Exercise brief: Pick up the tutorial below on using Power BI for stock market analysis and continue it from its last line.

#### Text passage

How to Use Power BI for Stock Market Analysis

Power BI for Stock Market Analysis

This post would be a tutorial on how you can also get started with Power BI for stock market analysis.

In the past, I used to analyse the fundamentals of a company through the S&P Capital IQ platform. (*The school terminated my account after realising I am not a student anymore) Everything was done in Excel spreadsheets and the process is repetitive.

Since I am always charting the same financial ratios & metrics, I was thinking if there is a way to automate this. Tinkered around with Python, but it didn’t really go well. So I tried playing around with Power BI and realised how easy this can be. It is probably the best tool to do this.

1. What is Power BI?

########
#### Data block

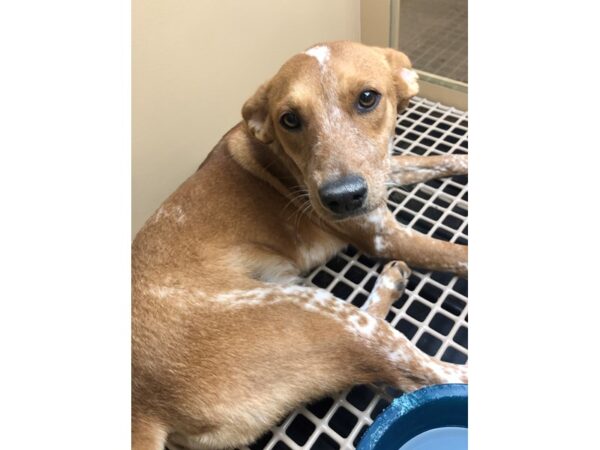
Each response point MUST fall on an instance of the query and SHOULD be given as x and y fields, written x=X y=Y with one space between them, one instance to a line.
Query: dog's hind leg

########

In response:
I am using Power BI on a day-to-day basis for my job. The way I would explain Power BI is just like Tableau, it is a data visualisation tool to generate beautiful dashboards from messy data. Both of them are competitors that fall under the category of Business Intelligence in Data Science.

Microsoft Power BI is recognised as a leader in Gartner’s 2020 Magic Quadrant for Analytics and Business Intelligence Platforms. So it is a good skill to learn & acquire if you want to go down the analytics path in your career.

Power BI is created by Microsoft and it is sort of like an extension of Microsoft Excel’s Power Query. The software is free to download for all and it is simple to use. As long as you know some basic Excel formulas, you are good to go. Do download it here if you are also interested to get started.

2. Pulling Stock Financial Data

Extracting data source and cleaning up data is often the most time-consuming part. But once you have got these settled, the rest is easy.

Since I don’t have S&P Capital IQ anymore, I have to resort to other methods of retrieving financial data information. After experimenting with Morningstar and Yahoo Finance, I found Reuters to be the best data source platform. So this tutorial would be using Reuters as an example, but you can use any website as long as the financial data are in a tabular format.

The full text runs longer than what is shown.